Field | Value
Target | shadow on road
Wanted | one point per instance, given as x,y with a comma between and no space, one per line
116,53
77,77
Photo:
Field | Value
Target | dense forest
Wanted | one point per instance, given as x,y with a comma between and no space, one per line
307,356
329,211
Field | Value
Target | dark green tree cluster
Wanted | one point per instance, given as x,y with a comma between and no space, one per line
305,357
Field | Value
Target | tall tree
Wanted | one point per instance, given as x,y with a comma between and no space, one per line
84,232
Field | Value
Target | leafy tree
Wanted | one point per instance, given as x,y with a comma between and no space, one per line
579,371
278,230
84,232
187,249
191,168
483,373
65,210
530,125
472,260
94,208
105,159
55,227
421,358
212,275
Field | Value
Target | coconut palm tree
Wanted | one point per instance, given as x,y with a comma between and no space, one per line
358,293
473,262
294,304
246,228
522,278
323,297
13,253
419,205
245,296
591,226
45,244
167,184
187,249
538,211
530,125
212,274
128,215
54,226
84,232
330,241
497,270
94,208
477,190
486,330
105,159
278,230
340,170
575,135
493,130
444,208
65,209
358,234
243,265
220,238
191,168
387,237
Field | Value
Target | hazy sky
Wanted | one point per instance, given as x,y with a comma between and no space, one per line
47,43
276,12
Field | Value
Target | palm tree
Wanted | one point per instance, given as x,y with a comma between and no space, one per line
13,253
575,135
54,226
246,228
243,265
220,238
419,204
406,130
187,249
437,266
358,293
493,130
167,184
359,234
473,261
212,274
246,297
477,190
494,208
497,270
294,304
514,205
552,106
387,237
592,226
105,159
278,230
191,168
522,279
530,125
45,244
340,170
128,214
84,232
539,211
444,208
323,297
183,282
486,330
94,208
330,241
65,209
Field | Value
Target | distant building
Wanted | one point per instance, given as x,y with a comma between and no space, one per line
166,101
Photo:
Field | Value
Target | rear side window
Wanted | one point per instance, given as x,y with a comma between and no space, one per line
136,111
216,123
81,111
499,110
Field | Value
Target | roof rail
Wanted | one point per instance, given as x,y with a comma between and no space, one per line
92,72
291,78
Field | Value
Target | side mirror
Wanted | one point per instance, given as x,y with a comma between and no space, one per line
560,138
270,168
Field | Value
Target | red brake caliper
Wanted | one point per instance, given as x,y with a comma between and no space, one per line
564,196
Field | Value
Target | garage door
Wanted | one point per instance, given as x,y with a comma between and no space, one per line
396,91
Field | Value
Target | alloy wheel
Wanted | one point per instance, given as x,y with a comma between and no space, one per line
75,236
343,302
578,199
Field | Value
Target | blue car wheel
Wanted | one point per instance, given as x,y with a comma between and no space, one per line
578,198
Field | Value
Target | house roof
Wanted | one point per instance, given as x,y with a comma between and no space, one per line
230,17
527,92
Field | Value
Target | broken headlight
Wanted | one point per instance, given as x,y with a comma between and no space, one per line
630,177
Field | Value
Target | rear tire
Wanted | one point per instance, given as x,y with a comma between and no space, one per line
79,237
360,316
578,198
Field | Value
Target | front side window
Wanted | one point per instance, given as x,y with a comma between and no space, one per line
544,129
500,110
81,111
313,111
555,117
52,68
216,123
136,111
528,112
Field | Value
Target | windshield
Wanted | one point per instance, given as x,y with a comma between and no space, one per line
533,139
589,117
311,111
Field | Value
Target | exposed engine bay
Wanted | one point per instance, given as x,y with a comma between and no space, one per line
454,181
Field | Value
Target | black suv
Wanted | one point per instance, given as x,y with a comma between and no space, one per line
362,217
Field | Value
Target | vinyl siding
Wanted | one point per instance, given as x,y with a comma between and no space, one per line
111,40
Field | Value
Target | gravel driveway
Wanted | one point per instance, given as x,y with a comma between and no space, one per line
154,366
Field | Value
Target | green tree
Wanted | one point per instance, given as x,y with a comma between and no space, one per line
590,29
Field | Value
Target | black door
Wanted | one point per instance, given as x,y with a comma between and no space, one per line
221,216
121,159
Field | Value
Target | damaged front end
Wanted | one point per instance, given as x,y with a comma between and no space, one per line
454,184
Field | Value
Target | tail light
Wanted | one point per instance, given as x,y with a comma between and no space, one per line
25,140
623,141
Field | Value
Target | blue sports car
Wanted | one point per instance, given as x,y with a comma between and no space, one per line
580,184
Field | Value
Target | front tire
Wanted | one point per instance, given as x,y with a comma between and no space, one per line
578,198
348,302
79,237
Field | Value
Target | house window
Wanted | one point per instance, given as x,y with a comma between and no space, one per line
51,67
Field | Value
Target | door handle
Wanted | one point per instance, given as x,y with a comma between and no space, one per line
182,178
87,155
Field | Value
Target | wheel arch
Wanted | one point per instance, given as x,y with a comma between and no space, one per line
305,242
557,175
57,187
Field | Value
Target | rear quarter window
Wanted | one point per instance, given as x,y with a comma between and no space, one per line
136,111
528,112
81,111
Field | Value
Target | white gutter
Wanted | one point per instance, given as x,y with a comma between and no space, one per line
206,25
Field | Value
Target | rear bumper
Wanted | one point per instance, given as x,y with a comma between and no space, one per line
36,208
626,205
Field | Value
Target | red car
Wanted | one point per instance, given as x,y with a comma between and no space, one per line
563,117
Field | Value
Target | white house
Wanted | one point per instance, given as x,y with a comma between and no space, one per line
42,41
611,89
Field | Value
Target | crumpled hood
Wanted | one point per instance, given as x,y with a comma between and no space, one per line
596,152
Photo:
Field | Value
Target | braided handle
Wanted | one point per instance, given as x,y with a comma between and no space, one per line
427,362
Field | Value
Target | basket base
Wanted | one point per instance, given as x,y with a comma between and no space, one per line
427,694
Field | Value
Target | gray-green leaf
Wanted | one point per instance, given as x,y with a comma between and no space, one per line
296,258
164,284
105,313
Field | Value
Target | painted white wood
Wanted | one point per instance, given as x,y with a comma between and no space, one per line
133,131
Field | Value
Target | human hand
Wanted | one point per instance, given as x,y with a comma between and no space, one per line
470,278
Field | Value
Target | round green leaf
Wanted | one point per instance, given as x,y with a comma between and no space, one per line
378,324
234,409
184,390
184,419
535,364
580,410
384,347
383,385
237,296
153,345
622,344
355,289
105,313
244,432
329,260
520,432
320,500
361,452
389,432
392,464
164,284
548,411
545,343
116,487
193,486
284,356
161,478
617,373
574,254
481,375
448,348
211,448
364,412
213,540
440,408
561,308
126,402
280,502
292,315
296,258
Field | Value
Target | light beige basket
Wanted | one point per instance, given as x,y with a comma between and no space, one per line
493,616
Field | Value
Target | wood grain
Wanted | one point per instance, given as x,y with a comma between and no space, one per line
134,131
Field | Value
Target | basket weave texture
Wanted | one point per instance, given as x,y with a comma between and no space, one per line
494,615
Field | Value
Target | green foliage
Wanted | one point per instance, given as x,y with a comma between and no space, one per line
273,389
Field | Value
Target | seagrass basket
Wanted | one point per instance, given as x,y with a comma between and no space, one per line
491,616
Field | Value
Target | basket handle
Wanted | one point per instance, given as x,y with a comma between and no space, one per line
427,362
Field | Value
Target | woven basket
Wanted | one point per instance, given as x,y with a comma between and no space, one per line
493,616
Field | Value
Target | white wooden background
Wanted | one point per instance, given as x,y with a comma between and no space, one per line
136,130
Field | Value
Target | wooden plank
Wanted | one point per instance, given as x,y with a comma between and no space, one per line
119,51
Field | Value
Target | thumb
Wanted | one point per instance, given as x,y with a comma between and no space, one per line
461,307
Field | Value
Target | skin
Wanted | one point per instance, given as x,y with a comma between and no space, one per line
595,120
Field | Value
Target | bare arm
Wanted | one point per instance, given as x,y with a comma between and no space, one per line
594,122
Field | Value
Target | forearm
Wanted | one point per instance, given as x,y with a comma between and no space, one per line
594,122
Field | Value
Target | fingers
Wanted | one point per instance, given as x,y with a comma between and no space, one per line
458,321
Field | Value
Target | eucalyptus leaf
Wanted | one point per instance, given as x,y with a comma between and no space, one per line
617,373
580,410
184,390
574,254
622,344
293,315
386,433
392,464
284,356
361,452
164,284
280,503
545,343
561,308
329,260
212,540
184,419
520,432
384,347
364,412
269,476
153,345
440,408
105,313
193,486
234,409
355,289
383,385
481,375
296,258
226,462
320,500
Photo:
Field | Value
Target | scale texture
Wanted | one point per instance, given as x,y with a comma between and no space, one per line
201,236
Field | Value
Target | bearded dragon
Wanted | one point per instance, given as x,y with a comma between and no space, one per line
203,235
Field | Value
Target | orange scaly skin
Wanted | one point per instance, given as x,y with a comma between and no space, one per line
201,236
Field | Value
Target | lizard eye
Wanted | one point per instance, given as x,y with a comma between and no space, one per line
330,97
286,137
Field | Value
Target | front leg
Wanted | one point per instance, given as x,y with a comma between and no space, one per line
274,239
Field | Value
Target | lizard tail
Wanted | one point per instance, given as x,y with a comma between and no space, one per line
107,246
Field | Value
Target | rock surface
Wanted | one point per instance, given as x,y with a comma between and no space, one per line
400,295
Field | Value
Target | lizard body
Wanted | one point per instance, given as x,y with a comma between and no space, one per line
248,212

*Work order*:
Gather from the entries above all lines that include the string "basket".

*Completed exercise*:
Target | basket base
Target | light beige basket
Target | basket weave texture
Target | seagrass basket
Target | basket handle
Target | woven basket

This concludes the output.